(EXERCISE PASSAGE):
We don’t do a lot of it, but every now and again we get asked to play engineering detective, to try to figure out why a product is broken. Typically our customers in this case are not the manufacturer, rather an OEM who is buying a product or subsystem and integrating it with other hardware or software and reselling. Sometimes this also is needed by OEMs who are in divorce proceedings with their China ODM. And sometimes it is true failure analysis for the customer who designed the product (or had it designed).
Typically the starting point is field data, and typically that data is not good. Products failing, or performing marginally, in numbers high enough to warrant attention. In many cases the product or subassembly in question is part of a larger system, making it difficult to discern what failure modes are due to what part of the system. Overlaying this is the general mega-challenge of forensic engineering, which is sorting out what is cause and what is effect. Did the wear on a gear cause the system to fail, or did the wear occur because something else in the system caused it to wear prematurely?
One of the main challenges of this type of forensic engineering is trying to reproduce failure modes, often intermittent, often requiring patience. Even a product with a mean time to failure (MTTF) of say 1 year, a bad number in most markets, would mean that after testing 10 samples for 12 months only 5 will have failed (once). Hence patience, but finding acceleration factors or ways to artificially induce failure is also critical.

(MATERIAL SUPPLIED):
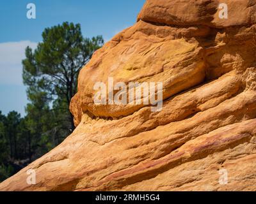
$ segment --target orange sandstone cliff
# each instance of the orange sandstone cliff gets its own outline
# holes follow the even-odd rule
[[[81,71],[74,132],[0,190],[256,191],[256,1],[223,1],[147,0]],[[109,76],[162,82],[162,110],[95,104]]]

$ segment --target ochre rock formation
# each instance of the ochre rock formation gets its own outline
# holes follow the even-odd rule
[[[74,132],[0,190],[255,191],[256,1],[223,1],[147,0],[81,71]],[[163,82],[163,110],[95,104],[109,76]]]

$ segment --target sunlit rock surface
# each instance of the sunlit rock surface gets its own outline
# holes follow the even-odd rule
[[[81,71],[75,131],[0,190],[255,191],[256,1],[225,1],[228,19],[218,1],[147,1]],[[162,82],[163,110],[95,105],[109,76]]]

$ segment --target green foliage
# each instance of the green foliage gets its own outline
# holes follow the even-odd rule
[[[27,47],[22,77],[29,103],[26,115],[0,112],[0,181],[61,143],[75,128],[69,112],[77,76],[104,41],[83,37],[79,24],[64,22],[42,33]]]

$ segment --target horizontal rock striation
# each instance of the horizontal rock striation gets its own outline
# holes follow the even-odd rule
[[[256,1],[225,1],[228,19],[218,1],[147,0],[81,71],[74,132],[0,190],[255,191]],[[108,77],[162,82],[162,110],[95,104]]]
--
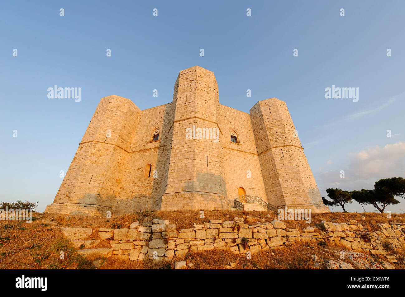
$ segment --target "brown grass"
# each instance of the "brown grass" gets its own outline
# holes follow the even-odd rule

(WORK TASK):
Answer these questions from the forensic engineering text:
(a) Who are the typical customers for this detective work, when they are not the manufacturer?
(b) What does the text call the general mega-challenge of forensic engineering?
(c) With an MTTF of 1 year, how many of 10 samples tested for 12 months will have failed?

(COMPLETED EXERCISE):
(a) An OEM who buys a product or subsystem, integrates it with other hardware or software, and resells it.
(b) Sorting out what is cause and what is effect.
(c) Only 5, each failing once.